• Task requirements:
Please render the items below as a Markdown table with two columns, Row and Line, giving each non-blank line its own row.

Records from a point labeling set:

┌──

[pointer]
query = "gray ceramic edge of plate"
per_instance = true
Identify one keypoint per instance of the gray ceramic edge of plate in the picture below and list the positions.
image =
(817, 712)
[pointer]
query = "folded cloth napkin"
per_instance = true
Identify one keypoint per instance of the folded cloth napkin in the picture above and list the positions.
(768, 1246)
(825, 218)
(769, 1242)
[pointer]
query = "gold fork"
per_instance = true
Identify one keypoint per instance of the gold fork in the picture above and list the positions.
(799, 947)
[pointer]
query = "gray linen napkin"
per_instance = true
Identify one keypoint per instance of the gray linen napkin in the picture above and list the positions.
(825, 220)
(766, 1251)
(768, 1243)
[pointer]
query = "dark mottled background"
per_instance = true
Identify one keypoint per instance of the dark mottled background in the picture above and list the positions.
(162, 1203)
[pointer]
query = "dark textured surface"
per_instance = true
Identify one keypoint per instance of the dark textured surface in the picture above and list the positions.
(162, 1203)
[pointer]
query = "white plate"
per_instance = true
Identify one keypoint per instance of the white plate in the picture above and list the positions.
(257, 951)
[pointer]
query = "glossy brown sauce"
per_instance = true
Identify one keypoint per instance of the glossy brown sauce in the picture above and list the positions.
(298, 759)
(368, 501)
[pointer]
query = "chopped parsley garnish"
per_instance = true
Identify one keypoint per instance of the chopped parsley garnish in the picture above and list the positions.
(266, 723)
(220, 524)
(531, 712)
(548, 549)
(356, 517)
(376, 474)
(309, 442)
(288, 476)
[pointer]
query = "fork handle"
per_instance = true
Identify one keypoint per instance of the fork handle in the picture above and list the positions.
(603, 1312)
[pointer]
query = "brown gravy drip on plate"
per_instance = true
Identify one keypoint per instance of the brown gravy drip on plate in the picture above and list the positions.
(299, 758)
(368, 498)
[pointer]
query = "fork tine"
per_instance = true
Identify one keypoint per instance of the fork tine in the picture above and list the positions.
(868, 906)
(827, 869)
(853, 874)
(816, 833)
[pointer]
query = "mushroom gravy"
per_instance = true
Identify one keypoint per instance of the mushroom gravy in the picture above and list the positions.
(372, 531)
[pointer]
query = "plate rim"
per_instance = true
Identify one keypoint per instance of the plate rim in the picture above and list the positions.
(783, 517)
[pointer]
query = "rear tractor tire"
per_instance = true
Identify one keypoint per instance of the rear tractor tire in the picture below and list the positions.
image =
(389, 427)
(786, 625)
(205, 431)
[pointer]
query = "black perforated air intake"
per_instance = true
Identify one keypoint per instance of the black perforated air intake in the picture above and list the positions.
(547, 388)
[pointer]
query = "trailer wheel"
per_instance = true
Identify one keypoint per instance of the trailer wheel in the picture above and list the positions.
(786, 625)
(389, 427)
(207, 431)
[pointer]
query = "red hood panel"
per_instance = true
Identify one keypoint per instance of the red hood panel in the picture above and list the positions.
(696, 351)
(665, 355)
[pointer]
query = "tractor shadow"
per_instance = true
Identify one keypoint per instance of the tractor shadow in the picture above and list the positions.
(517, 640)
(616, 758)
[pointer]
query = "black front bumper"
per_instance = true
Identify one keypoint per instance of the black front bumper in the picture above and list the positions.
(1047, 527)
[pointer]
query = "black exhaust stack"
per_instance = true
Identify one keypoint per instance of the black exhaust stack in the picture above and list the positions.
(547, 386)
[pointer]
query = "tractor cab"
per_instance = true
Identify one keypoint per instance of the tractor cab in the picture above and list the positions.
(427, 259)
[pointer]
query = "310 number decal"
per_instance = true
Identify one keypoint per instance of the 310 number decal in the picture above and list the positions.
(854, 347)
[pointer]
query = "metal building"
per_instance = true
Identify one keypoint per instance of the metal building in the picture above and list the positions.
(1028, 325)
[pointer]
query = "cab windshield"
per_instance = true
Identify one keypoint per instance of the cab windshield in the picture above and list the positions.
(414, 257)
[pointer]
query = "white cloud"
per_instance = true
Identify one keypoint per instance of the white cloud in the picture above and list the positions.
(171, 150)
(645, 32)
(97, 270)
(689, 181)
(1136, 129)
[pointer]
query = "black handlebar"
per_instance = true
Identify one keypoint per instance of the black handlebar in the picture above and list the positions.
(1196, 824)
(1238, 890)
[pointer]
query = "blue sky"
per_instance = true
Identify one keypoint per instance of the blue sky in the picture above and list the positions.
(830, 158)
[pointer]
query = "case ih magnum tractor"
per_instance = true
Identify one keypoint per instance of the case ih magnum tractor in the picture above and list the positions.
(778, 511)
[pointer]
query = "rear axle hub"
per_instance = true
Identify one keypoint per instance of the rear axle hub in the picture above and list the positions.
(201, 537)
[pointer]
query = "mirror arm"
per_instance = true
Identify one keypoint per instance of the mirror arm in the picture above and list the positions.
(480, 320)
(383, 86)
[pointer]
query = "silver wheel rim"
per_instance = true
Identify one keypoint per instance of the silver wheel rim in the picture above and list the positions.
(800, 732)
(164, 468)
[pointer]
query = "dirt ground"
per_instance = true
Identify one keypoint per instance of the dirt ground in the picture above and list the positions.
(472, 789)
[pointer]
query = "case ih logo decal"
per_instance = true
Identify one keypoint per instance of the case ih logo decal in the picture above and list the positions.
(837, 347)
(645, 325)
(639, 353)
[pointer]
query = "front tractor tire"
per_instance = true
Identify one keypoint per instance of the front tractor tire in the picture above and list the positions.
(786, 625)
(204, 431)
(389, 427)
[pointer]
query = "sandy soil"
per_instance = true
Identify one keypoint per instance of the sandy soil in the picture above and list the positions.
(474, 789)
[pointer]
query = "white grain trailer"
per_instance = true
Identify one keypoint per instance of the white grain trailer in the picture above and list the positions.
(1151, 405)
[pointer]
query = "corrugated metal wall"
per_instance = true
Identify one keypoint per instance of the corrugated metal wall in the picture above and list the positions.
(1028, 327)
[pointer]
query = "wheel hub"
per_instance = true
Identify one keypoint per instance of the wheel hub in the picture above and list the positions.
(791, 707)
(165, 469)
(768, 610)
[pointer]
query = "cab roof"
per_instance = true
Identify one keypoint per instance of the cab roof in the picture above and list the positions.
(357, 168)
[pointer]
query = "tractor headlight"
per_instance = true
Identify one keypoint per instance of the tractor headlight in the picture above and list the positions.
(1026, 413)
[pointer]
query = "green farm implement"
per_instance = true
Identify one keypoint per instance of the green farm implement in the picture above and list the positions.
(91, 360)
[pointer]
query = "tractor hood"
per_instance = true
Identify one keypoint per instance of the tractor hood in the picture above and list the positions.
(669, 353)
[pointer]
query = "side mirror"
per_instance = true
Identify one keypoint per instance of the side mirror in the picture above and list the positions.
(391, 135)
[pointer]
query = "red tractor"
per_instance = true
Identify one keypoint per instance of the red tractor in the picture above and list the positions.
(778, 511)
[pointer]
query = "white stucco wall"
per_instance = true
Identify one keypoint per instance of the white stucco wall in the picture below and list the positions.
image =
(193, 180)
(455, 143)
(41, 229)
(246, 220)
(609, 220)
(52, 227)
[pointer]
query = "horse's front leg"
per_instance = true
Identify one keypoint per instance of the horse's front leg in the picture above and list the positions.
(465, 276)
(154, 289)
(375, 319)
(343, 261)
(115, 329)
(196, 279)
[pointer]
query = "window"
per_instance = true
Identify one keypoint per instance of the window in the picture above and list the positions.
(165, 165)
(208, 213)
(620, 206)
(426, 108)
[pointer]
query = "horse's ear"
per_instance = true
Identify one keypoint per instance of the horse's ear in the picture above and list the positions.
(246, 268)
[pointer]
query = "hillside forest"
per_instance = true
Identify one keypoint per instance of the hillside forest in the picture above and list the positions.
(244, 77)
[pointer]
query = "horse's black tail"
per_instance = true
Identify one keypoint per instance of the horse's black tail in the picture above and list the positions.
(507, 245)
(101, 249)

└──

• Expected answer:
| Row | Line |
|---|---|
| 1 | [pointer] |
| 2 | query = "gray ceramic edge of plate" |
| 3 | per_instance = true |
| 4 | Identify one keypoint per instance of the gray ceramic edge of plate in the picture below and list the positions. |
| 5 | image = |
| 6 | (817, 712) |
| 7 | [pointer] |
| 8 | query = "folded cloth napkin" |
| 9 | per_instance = true |
| 10 | Identify one keypoint per instance of the folded cloth napkin in the picture above and list the positions. |
| 11 | (768, 1246) |
| 12 | (825, 218) |
| 13 | (769, 1242) |
| 14 | [pointer] |
| 15 | query = "gold fork" |
| 16 | per_instance = true |
| 17 | Identify one keypoint per instance of the gold fork in the picture above and list the positions. |
| 18 | (799, 947) |
| 19 | [pointer] |
| 20 | query = "gray linen napkin" |
| 21 | per_instance = true |
| 22 | Identify one keypoint per instance of the gray linen napkin in the picture above and list the positions. |
| 23 | (825, 220) |
| 24 | (766, 1251) |
| 25 | (768, 1243) |
| 26 | [pointer] |
| 27 | query = "dark mottled background" |
| 28 | per_instance = true |
| 29 | Identify one keypoint per instance of the dark mottled background in the picture above and list the positions. |
| 30 | (162, 1203) |
| 31 | [pointer] |
| 32 | query = "dark textured surface" |
| 33 | per_instance = true |
| 34 | Identify one keypoint per instance of the dark textured surface in the picture above and list the positions. |
| 35 | (162, 1203) |
| 36 | [pointer] |
| 37 | query = "white plate" |
| 38 | per_instance = true |
| 39 | Identify one keypoint per instance of the white plate in the picture above and list the positions. |
| 40 | (257, 951) |
| 41 | [pointer] |
| 42 | query = "glossy brown sauce" |
| 43 | per_instance = true |
| 44 | Identify one keypoint per instance of the glossy brown sauce in the picture above and list the positions. |
| 45 | (298, 759) |
| 46 | (368, 501) |
| 47 | [pointer] |
| 48 | query = "chopped parsley garnish" |
| 49 | per_instance = true |
| 50 | Identify one keypoint per instance of the chopped parsley garnish in the picture above and list the positions. |
| 51 | (266, 723) |
| 52 | (220, 524) |
| 53 | (531, 712) |
| 54 | (548, 549) |
| 55 | (356, 517) |
| 56 | (376, 474) |
| 57 | (309, 442) |
| 58 | (288, 476) |
| 59 | [pointer] |
| 60 | query = "fork handle" |
| 61 | per_instance = true |
| 62 | Identify one keypoint per instance of the fork handle in the picture above and list the positions. |
| 63 | (603, 1312) |
| 64 | [pointer] |
| 65 | query = "brown gravy drip on plate" |
| 66 | per_instance = true |
| 67 | Identify one keypoint per instance of the brown gravy drip on plate in the picture above and list the positions. |
| 68 | (299, 758) |
| 69 | (368, 498) |
| 70 | [pointer] |
| 71 | query = "fork tine" |
| 72 | per_instance = true |
| 73 | Identify one keypoint per instance of the fork tine in the picture above and list the positions. |
| 74 | (868, 906) |
| 75 | (827, 869) |
| 76 | (853, 874) |
| 77 | (816, 833) |
| 78 | [pointer] |
| 79 | query = "mushroom gravy" |
| 80 | per_instance = true |
| 81 | Identify one keypoint per instance of the mushroom gravy in the picture above and list the positions. |
| 82 | (372, 531) |
| 83 | [pointer] |
| 84 | query = "plate rim" |
| 85 | per_instance = true |
| 86 | Identify one keypoint per instance of the plate rim in the picture above and list the positions. |
| 87 | (783, 517) |
| 88 | [pointer] |
| 89 | query = "rear tractor tire" |
| 90 | per_instance = true |
| 91 | Identify one keypoint per instance of the rear tractor tire in the picture below and list the positions. |
| 92 | image = |
| 93 | (389, 427) |
| 94 | (786, 625) |
| 95 | (205, 431) |
| 96 | [pointer] |
| 97 | query = "black perforated air intake" |
| 98 | per_instance = true |
| 99 | Identify one keypoint per instance of the black perforated air intake in the picture above and list the positions. |
| 100 | (547, 388) |
| 101 | [pointer] |
| 102 | query = "trailer wheel" |
| 103 | per_instance = true |
| 104 | Identify one keypoint per instance of the trailer wheel in the picture above and list the positions. |
| 105 | (786, 625) |
| 106 | (389, 427) |
| 107 | (207, 431) |
| 108 | [pointer] |
| 109 | query = "red hood panel" |
| 110 | per_instance = true |
| 111 | Identify one keypoint per instance of the red hood panel in the picture above and list the positions. |
| 112 | (696, 351) |
| 113 | (665, 355) |
| 114 | [pointer] |
| 115 | query = "tractor shadow" |
| 116 | per_instance = true |
| 117 | Identify one keypoint per instance of the tractor shadow in the picture above and list the positions. |
| 118 | (517, 640) |
| 119 | (616, 758) |
| 120 | [pointer] |
| 121 | query = "black front bumper" |
| 122 | per_instance = true |
| 123 | Identify one keypoint per instance of the black front bumper in the picture above and list the positions. |
| 124 | (1047, 527) |
| 125 | [pointer] |
| 126 | query = "black exhaust stack" |
| 127 | per_instance = true |
| 128 | Identify one keypoint per instance of the black exhaust stack in the picture above and list the positions. |
| 129 | (547, 386) |
| 130 | [pointer] |
| 131 | query = "tractor cab" |
| 132 | per_instance = true |
| 133 | Identify one keypoint per instance of the tractor cab in the picture above and list the positions. |
| 134 | (427, 259) |
| 135 | [pointer] |
| 136 | query = "310 number decal" |
| 137 | per_instance = true |
| 138 | Identify one keypoint per instance of the 310 number decal in the picture above and list the positions. |
| 139 | (854, 347) |
| 140 | [pointer] |
| 141 | query = "metal building" |
| 142 | per_instance = true |
| 143 | Identify one keypoint per instance of the metal building in the picture above and list the positions. |
| 144 | (1028, 325) |
| 145 | [pointer] |
| 146 | query = "cab windshield" |
| 147 | per_instance = true |
| 148 | Identify one keypoint per instance of the cab windshield in the picture above and list the positions. |
| 149 | (414, 257) |
| 150 | [pointer] |
| 151 | query = "white cloud" |
| 152 | per_instance = true |
| 153 | Identify one keypoint per instance of the white cloud in the picture above and list the positions. |
| 154 | (171, 150) |
| 155 | (645, 32) |
| 156 | (97, 270) |
| 157 | (689, 181) |
| 158 | (1136, 129) |
| 159 | [pointer] |
| 160 | query = "black handlebar" |
| 161 | per_instance = true |
| 162 | Identify one keypoint per instance of the black handlebar in the picture above and list the positions. |
| 163 | (1196, 824) |
| 164 | (1238, 890) |
| 165 | [pointer] |
| 166 | query = "blue sky" |
| 167 | per_instance = true |
| 168 | Identify one keypoint per instance of the blue sky in the picture above and list the positions. |
| 169 | (830, 158) |
| 170 | [pointer] |
| 171 | query = "case ih magnum tractor" |
| 172 | per_instance = true |
| 173 | Identify one keypoint per instance of the case ih magnum tractor in the picture above and list the positions. |
| 174 | (778, 511) |
| 175 | [pointer] |
| 176 | query = "rear axle hub" |
| 177 | per_instance = true |
| 178 | Identify one keypoint per instance of the rear axle hub in the picture above and list the positions. |
| 179 | (201, 537) |
| 180 | [pointer] |
| 181 | query = "mirror arm" |
| 182 | per_instance = true |
| 183 | Identify one keypoint per instance of the mirror arm in the picture above and list the positions. |
| 184 | (480, 320) |
| 185 | (383, 86) |
| 186 | [pointer] |
| 187 | query = "silver wheel rim" |
| 188 | per_instance = true |
| 189 | Identify one keypoint per instance of the silver wheel rim in the picture above and list the positions. |
| 190 | (800, 732) |
| 191 | (164, 468) |
| 192 | [pointer] |
| 193 | query = "dirt ground" |
| 194 | per_instance = true |
| 195 | Identify one keypoint per instance of the dirt ground in the picture above and list the positions. |
| 196 | (472, 789) |
| 197 | [pointer] |
| 198 | query = "case ih logo decal" |
| 199 | per_instance = true |
| 200 | Identify one keypoint per instance of the case ih logo decal in the picture above and list the positions. |
| 201 | (837, 347) |
| 202 | (645, 325) |
| 203 | (639, 353) |
| 204 | [pointer] |
| 205 | query = "front tractor tire" |
| 206 | per_instance = true |
| 207 | Identify one keypoint per instance of the front tractor tire in the picture above and list the positions. |
| 208 | (786, 625) |
| 209 | (204, 431) |
| 210 | (389, 427) |
| 211 | [pointer] |
| 212 | query = "sandy soil" |
| 213 | per_instance = true |
| 214 | Identify one keypoint per instance of the sandy soil in the picture above and list the positions. |
| 215 | (474, 789) |
| 216 | [pointer] |
| 217 | query = "white grain trailer" |
| 218 | per_instance = true |
| 219 | Identify one keypoint per instance of the white grain trailer in the picture above and list the positions. |
| 220 | (1151, 405) |
| 221 | [pointer] |
| 222 | query = "corrugated metal wall" |
| 223 | per_instance = true |
| 224 | Identify one keypoint per instance of the corrugated metal wall in the picture above and list the positions. |
| 225 | (1028, 327) |
| 226 | [pointer] |
| 227 | query = "wheel hub" |
| 228 | per_instance = true |
| 229 | Identify one keypoint per instance of the wheel hub in the picture above and list the positions. |
| 230 | (791, 707) |
| 231 | (165, 469) |
| 232 | (768, 610) |
| 233 | [pointer] |
| 234 | query = "cab roof" |
| 235 | per_instance = true |
| 236 | Identify one keypoint per instance of the cab roof in the picture above and list the positions. |
| 237 | (357, 168) |
| 238 | [pointer] |
| 239 | query = "tractor headlight" |
| 240 | per_instance = true |
| 241 | Identify one keypoint per instance of the tractor headlight in the picture above and list the positions. |
| 242 | (1026, 413) |
| 243 | [pointer] |
| 244 | query = "green farm implement" |
| 245 | per_instance = true |
| 246 | Identify one keypoint per instance of the green farm implement in the picture above and list the positions. |
| 247 | (91, 360) |
| 248 | [pointer] |
| 249 | query = "tractor hood" |
| 250 | per_instance = true |
| 251 | Identify one keypoint per instance of the tractor hood in the picture above and list the positions. |
| 252 | (669, 353) |
| 253 | [pointer] |
| 254 | query = "side mirror" |
| 255 | per_instance = true |
| 256 | Identify one keypoint per instance of the side mirror in the picture above and list the positions. |
| 257 | (391, 135) |
| 258 | [pointer] |
| 259 | query = "red tractor" |
| 260 | per_instance = true |
| 261 | Identify one keypoint per instance of the red tractor in the picture above and list the positions. |
| 262 | (778, 511) |
| 263 | [pointer] |
| 264 | query = "white stucco wall" |
| 265 | per_instance = true |
| 266 | Identify one keypoint per instance of the white stucco wall in the picture below and list the positions. |
| 267 | image = |
| 268 | (193, 180) |
| 269 | (455, 143) |
| 270 | (41, 229) |
| 271 | (246, 220) |
| 272 | (609, 220) |
| 273 | (52, 227) |
| 274 | [pointer] |
| 275 | query = "horse's front leg" |
| 276 | per_instance = true |
| 277 | Identify one keypoint per instance of the horse's front leg in the picture above and list the positions. |
| 278 | (465, 276) |
| 279 | (154, 289) |
| 280 | (375, 319) |
| 281 | (343, 261) |
| 282 | (115, 329) |
| 283 | (196, 279) |
| 284 | [pointer] |
| 285 | query = "window" |
| 286 | per_instance = true |
| 287 | Identify one keypoint per instance of the window in the picture above and list the positions. |
| 288 | (165, 165) |
| 289 | (208, 213) |
| 290 | (620, 206) |
| 291 | (426, 108) |
| 292 | [pointer] |
| 293 | query = "horse's ear" |
| 294 | per_instance = true |
| 295 | Identify one keypoint per instance of the horse's ear in the picture above and list the positions. |
| 296 | (246, 268) |
| 297 | [pointer] |
| 298 | query = "hillside forest" |
| 299 | per_instance = true |
| 300 | Identify one keypoint per instance of the hillside forest in the picture above and list the positions. |
| 301 | (244, 77) |
| 302 | [pointer] |
| 303 | query = "horse's black tail" |
| 304 | per_instance = true |
| 305 | Identify one keypoint per instance of the horse's black tail in the picture above and list the positions. |
| 306 | (507, 245) |
| 307 | (101, 249) |